Exercises —
**A.** Answer these questions from the article on Black newspaper publishers and HIV/AIDS:
(i) How many Black newspapers' publishers plan to begin regular HIV/AIDS coverage by next January?
(ii) In what city and on what dates was the publishers' annual meeting held?
(iii) According to the CDC, about what percentage of all HIV infections among those ages 13 to 24 occur in college students?
**B.** Reproduce the passage of the article on Black newspaper publishers and HIV/AIDS between "Meharry Medical College, NIMHD/Health" and "its 30th year.", inclusive.

Passage for review —
= Beginning of Section =

Saying that “we have been silent for too long,” a group of African-American newspaper publishers have enlisted the support of Black colleges and churches as they prepare to wage a war against HIV/AIDS using their own media outlets to inform readers, advocate for prevention, and hopefully save lives.
By next January, the publishers of more than 50 Black newspapers, most of them weeklies, in Georgia, Tennessee, Florida, South Carolina, North Carolina, Alabama and Mississippi say they plan to start regularly carrying advertising, running columns, publishing news stories, and posting video on their official websites that address the AIDS crisis and what their readers can do to protect themselves against the disease.
The region these papers represent—the southeast—is where more than 41 percent of those living with AIDS in the United States reside and where the highest number of new AIDS cases is reported, a 2010 report from the Southern AIDS Coalition found.
Meharry Medical College, NIMHD/Health Disparities Research Center in Nashville, Tenn., was the co-sponsor of the annual meeting of publishers and owners, representing the southeast region of the National Newspaper Publishers Association (NNPA). Their annual meeting in Orlando, 17-18 November, was devoted to education about HIV/AIDS and the escalation in rates of sexually transmitted diseases (STDs). The Southeast Region Publishers’ HIV/AIDS Awareness Conference: Caring for Communities of Color brought together more than 80 Black college students and their advisers, HIV/AIDS scientists, faculty, clergy and members of the Black Press to heighten awareness and begin a dialogue around a disease that’s now in its 30th year.
“We are committed to telling these stories and educating our communities,” said the Rev. Dr. R.B. Holmes Jr., president of the National Newspaper Publishers Association (NNPA) Southeast Region and publisher of the Capital Outlook in Tallahassee, Fla.
“The strategy for our papers is going to be to write about it (HIV/AIDS), tweet about it, blog about it, teach it, and preach it. No longer will the Black Press be silent when it comes to HIV/AIDS,” Holmes added.
About a dozen HBCUs were in attendance. During the conference, the publishers also began discussions about extending NNPA membership to Black college newspapers.
Holmes said the HIV/AIDS “movement” being launched by the NNPA will include working with HBCU campus newspapers, radio and television stations, fraternities and sororities, and administrators, all necessary resources for delivering important HIV/AIDS prevention and education messages to college students who account for about 55 percent of all HIV infections among those ages 13 to 24, according to the Centers for Disease Control and Prevention (CDC).

= End of Section =

(Referring expression entries)
= Beginning of Section =

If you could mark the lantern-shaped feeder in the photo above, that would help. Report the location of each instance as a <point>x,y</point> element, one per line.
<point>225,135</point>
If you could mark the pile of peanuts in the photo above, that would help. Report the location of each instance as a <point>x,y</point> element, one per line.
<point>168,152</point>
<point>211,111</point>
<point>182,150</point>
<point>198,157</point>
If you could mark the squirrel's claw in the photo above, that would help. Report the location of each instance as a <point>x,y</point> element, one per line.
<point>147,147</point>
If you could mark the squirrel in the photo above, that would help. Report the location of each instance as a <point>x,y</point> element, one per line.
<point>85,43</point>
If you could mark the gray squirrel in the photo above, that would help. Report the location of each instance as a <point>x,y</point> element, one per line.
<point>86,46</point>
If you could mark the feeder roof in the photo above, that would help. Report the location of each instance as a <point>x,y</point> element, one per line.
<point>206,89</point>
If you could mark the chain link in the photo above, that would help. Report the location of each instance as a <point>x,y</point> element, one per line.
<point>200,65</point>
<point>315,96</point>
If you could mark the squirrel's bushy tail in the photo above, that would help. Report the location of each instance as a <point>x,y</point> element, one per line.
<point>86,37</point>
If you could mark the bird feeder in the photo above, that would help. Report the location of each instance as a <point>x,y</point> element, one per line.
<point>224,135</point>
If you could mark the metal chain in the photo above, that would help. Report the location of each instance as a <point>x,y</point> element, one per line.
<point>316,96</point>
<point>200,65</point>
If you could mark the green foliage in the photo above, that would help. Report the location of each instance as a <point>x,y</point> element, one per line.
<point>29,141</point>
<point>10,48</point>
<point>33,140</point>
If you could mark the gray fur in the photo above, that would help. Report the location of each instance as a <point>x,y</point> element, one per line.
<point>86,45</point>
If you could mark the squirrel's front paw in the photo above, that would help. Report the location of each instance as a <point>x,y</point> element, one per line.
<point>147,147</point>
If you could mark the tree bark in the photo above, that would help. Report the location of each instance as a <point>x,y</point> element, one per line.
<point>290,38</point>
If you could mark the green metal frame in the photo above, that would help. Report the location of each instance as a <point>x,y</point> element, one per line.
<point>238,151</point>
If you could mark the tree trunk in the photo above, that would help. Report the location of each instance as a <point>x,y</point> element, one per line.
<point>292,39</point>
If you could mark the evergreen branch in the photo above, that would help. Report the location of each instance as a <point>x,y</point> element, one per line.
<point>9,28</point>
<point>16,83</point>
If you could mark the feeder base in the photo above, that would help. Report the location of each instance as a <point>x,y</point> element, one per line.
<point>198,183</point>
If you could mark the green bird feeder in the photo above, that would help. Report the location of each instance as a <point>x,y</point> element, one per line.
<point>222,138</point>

= End of Section =

Results of the tasks —
**A.**
(i) More than 50
(ii) Orlando, 17-18 November
(iii) About 55 percent

**B.**
Meharry Medical College, NIMHD/Health Disparities Research Center in Nashville, Tenn., was the co-sponsor of the annual meeting of publishers and owners, representing the southeast region of the National Newspaper Publishers Association (NNPA). Their annual meeting in Orlando, 17-18 November, was devoted to education about HIV/AIDS and the escalation in rates of sexually transmitted diseases (STDs). The Southeast Region Publishers’ HIV/AIDS Awareness Conference: Caring for Communities of Color brought together more than 80 Black college students and their advisers, HIV/AIDS scientists, faculty, clergy and members of the Black Press to heighten awareness and begin a dialogue around a disease that’s now in its 30th year.